What you are asked to do: Can you give the lines as a JSON list of strings, one string per line with blank lines left out, starting at the line that has "bbox: beach debris" and stopping at the end of the rows below?

⁂

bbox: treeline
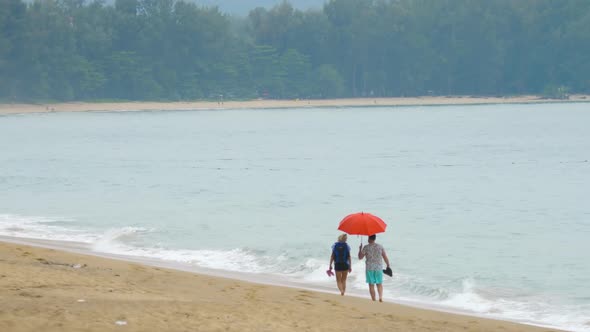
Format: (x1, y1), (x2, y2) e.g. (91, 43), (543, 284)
(0, 0), (590, 101)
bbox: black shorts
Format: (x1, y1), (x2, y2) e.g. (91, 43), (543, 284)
(334, 263), (348, 271)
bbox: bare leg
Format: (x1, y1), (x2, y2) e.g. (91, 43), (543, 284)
(336, 271), (348, 295)
(340, 271), (348, 295)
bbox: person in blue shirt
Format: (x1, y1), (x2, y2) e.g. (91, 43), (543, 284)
(328, 234), (352, 295)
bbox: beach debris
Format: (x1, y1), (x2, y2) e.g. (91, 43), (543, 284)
(37, 257), (88, 269)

⁂

Reply:
[
  "bbox: beach debris",
  "Format: (x1, y1), (x2, y2) e.g. (91, 43), (543, 284)",
  "(37, 257), (88, 269)"
]